— START Dataset rows —

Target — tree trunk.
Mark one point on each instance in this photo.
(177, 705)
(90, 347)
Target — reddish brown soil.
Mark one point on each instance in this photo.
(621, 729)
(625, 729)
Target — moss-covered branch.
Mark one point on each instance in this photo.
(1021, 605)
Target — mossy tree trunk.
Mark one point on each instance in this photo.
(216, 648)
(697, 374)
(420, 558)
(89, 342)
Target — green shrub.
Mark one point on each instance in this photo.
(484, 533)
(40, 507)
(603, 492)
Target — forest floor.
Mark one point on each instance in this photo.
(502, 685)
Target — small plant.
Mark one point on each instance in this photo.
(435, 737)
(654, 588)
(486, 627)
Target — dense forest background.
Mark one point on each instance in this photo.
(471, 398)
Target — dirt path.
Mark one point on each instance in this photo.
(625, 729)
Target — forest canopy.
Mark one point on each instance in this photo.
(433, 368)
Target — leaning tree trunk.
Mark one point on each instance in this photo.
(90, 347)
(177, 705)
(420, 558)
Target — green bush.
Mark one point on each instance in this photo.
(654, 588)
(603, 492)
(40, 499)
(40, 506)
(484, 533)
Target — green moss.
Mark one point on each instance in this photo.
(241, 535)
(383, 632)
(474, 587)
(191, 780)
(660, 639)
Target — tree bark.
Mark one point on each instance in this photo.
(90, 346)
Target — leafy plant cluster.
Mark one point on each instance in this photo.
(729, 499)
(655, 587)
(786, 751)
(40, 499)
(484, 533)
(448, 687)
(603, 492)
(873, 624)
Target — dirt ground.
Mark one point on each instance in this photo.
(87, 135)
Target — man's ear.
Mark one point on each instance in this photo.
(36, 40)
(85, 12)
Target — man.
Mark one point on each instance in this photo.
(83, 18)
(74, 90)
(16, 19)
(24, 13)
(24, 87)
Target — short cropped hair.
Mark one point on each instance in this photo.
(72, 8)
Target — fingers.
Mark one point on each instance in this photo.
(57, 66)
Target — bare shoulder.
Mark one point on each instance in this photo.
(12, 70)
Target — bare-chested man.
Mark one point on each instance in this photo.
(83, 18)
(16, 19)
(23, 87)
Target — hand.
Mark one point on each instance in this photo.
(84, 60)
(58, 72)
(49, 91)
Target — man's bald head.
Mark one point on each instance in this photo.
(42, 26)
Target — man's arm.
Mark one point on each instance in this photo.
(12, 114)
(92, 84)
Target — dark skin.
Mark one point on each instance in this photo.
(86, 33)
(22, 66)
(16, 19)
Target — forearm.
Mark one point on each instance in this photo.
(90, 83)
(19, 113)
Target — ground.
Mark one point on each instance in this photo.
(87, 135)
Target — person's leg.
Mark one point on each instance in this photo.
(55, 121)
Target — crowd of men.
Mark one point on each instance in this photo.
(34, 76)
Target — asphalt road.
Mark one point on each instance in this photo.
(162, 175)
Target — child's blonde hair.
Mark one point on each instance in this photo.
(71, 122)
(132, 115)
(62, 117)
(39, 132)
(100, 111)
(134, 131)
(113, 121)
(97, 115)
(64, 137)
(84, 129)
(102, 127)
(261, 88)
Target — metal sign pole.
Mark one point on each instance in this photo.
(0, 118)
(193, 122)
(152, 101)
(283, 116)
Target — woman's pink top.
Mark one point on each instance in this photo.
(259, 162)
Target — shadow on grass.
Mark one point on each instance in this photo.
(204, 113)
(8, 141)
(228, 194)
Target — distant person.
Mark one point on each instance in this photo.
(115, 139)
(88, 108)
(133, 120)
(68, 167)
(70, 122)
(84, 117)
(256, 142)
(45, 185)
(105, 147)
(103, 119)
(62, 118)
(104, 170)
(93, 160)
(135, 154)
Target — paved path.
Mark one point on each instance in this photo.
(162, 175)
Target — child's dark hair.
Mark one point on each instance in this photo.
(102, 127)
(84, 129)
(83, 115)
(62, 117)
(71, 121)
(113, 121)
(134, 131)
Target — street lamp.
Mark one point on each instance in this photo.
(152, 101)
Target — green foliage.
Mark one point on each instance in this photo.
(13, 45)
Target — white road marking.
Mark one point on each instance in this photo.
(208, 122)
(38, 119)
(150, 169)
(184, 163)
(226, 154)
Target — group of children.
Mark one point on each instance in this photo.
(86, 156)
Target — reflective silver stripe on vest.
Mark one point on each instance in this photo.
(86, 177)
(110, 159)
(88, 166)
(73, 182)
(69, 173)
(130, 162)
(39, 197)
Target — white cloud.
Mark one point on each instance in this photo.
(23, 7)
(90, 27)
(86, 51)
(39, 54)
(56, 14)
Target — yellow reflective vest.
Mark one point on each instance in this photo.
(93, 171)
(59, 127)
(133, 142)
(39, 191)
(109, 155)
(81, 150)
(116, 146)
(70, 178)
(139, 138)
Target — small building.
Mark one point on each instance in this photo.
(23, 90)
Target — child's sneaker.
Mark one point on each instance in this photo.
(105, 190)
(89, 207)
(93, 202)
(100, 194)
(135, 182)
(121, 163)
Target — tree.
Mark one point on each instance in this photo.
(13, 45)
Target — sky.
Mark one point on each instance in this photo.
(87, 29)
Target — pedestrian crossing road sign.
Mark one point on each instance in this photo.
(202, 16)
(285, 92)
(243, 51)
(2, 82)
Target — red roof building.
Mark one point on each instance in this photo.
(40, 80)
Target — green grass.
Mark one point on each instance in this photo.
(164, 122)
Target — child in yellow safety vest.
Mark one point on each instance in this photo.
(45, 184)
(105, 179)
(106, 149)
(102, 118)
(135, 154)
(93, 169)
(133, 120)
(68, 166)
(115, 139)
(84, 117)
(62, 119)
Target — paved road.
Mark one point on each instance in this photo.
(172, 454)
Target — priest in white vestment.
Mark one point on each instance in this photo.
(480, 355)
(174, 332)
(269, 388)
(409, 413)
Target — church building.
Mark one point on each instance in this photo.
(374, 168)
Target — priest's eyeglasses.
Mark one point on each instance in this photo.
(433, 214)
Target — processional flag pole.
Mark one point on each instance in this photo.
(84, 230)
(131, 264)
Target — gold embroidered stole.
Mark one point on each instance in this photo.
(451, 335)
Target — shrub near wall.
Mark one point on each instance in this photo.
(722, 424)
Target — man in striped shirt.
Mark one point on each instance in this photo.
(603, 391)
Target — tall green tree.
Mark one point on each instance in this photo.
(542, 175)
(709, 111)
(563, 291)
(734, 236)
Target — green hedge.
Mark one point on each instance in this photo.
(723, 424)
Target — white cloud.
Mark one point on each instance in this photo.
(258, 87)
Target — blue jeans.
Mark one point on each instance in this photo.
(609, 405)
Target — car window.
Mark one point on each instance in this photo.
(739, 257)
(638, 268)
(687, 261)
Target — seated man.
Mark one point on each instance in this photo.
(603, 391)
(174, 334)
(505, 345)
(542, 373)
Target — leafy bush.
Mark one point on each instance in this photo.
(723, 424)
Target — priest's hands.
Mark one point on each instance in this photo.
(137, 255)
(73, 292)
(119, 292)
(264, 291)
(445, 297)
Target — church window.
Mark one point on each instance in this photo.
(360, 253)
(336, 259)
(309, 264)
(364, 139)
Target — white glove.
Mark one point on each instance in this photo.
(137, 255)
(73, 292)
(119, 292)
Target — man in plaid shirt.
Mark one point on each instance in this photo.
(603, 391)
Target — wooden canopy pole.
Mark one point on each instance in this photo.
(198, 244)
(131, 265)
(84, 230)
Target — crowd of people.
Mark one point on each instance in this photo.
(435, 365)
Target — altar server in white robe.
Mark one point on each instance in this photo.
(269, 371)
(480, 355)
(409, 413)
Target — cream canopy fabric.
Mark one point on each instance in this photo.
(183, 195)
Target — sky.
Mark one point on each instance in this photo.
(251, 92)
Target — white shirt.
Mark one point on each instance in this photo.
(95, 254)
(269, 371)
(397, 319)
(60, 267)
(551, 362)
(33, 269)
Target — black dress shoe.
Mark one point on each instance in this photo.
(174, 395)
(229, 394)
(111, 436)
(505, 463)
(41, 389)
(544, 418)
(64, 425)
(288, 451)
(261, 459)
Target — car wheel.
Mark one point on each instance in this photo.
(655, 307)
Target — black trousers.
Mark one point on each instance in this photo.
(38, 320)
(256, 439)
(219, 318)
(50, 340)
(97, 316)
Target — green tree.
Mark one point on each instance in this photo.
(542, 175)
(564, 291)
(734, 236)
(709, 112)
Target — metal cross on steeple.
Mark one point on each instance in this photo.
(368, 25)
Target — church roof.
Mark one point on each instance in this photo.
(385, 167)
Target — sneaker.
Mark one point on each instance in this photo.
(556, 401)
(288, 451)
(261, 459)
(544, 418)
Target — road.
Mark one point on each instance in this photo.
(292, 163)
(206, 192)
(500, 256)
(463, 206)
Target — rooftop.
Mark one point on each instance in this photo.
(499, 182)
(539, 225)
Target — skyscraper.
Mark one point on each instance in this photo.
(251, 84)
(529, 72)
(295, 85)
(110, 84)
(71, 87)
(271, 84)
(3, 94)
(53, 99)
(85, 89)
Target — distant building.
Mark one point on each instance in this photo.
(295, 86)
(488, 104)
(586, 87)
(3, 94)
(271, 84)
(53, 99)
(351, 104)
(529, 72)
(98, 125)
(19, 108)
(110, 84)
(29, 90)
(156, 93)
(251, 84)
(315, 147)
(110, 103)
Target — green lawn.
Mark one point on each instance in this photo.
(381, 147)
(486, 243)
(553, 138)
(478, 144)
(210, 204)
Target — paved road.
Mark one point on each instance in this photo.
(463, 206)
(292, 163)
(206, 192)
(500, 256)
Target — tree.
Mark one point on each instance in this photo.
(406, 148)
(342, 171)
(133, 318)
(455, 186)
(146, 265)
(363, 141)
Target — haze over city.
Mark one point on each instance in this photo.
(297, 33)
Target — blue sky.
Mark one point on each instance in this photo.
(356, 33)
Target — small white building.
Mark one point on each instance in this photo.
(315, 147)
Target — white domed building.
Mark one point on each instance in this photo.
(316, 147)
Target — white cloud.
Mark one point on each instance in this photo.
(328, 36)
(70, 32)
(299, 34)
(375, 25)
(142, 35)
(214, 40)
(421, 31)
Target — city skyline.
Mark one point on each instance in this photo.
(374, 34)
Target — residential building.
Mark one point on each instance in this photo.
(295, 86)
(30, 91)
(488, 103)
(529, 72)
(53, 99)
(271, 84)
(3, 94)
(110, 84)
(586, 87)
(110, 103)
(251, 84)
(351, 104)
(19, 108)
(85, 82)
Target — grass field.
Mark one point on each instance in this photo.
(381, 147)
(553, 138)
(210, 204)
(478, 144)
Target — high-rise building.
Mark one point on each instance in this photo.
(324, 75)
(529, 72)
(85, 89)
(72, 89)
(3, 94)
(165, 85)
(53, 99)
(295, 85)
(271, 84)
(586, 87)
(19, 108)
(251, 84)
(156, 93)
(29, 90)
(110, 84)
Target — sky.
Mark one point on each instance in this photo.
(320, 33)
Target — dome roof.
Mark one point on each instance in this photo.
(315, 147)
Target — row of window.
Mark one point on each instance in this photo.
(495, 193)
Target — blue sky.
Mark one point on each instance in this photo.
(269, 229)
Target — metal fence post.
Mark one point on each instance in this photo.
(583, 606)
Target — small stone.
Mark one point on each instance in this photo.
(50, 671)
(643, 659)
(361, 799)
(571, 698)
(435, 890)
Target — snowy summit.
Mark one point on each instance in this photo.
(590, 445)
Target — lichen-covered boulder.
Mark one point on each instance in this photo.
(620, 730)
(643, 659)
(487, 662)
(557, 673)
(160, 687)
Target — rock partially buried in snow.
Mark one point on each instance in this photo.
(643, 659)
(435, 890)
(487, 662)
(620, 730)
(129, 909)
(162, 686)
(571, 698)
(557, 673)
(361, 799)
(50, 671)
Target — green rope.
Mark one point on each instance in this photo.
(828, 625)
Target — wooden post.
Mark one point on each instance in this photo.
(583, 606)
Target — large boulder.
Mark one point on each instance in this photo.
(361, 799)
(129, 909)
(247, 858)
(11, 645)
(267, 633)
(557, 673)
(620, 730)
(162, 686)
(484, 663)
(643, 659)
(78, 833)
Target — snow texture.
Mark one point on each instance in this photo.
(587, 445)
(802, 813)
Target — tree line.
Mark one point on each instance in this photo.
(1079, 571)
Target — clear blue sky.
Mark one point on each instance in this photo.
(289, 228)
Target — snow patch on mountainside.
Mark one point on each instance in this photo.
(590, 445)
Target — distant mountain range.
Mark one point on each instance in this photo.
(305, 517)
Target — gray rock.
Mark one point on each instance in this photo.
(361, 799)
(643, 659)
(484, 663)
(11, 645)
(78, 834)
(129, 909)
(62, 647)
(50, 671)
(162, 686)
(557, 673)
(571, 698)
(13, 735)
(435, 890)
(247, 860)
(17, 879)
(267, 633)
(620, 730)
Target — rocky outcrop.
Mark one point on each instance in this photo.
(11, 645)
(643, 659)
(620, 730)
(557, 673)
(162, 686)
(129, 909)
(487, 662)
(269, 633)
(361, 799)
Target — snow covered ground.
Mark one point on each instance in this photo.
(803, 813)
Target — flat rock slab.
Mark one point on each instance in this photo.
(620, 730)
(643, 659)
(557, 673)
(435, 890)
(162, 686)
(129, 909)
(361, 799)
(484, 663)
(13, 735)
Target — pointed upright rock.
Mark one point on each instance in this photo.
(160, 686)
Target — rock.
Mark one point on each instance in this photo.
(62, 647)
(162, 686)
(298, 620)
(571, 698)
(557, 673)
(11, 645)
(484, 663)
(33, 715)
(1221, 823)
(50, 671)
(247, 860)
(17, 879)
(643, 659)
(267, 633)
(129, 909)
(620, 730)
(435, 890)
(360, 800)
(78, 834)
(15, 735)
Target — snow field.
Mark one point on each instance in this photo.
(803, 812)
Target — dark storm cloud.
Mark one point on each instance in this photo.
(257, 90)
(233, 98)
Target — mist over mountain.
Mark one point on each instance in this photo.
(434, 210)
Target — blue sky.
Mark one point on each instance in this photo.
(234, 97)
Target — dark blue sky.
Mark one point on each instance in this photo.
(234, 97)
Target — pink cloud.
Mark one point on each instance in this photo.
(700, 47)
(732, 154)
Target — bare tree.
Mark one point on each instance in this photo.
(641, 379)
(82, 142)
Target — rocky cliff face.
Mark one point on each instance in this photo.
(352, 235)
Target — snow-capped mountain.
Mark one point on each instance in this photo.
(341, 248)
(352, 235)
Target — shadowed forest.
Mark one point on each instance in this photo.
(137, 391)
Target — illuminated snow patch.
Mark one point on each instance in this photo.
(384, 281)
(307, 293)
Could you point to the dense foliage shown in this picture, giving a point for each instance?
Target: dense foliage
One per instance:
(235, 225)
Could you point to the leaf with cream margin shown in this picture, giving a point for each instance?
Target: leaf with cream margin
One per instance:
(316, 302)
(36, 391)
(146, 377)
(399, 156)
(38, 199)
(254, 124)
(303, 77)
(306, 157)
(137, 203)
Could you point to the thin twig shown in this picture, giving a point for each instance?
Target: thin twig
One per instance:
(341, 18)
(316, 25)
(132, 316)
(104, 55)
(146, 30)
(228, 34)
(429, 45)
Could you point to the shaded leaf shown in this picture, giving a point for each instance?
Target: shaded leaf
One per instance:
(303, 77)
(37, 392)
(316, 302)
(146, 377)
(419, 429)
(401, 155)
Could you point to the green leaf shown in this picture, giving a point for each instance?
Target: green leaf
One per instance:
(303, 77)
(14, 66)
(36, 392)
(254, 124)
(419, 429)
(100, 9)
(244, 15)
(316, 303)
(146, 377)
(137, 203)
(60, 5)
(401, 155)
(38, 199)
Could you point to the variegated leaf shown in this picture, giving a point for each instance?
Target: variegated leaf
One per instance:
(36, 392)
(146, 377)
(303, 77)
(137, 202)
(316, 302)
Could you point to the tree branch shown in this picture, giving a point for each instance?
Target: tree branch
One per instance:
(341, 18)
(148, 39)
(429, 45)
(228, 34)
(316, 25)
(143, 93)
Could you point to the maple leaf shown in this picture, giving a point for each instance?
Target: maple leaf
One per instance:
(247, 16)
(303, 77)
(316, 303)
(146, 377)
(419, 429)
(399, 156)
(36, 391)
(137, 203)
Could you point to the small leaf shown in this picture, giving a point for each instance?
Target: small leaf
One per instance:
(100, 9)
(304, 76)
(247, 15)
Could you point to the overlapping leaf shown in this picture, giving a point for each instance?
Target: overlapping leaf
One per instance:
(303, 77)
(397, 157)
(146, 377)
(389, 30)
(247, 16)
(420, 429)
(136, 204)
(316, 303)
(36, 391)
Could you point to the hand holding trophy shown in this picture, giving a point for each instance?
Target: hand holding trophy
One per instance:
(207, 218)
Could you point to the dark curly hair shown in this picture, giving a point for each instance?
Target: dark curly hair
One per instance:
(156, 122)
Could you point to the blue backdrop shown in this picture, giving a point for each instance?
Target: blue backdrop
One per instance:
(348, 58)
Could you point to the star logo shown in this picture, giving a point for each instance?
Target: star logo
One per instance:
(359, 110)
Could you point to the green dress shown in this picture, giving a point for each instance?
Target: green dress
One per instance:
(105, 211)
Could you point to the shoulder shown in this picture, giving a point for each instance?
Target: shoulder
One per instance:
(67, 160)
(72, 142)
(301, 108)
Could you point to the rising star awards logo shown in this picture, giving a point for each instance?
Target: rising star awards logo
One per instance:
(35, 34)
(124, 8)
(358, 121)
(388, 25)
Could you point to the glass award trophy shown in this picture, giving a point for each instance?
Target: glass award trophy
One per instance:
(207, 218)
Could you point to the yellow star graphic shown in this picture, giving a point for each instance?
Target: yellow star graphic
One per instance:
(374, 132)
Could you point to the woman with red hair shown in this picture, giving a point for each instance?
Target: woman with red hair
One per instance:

— END Dataset rows —

## Description of the task
Reproduce exactly, with nothing added, the lines from the one that contains "Could you point to the green dress" to the end of the data.

## Problem solution
Could you point to the green dress shown in this picture, giving a point for each instance?
Target: green dress
One per instance:
(105, 211)
Could you point to the shoulder shown in this picture, giving a point for each instance?
Target: shoulder
One per instance:
(67, 160)
(72, 142)
(301, 108)
Could you point to the rising star awards logo shown in this picture, giving a point for each instance?
Target: rising star awards logo
One per instance:
(35, 34)
(124, 8)
(358, 121)
(388, 25)
Could you point to the glass award trophy shown in this picture, giving a point for each instance?
Target: glass award trophy
One per instance:
(207, 218)
Could you point to the yellow star graphic shown in this picture, giving a point for each instance?
Target: yellow star graphic
One per instance:
(374, 132)
Could you point to the woman with red hair shown in this picture, giving a point for each instance?
Target: woman with red hair
One per instance:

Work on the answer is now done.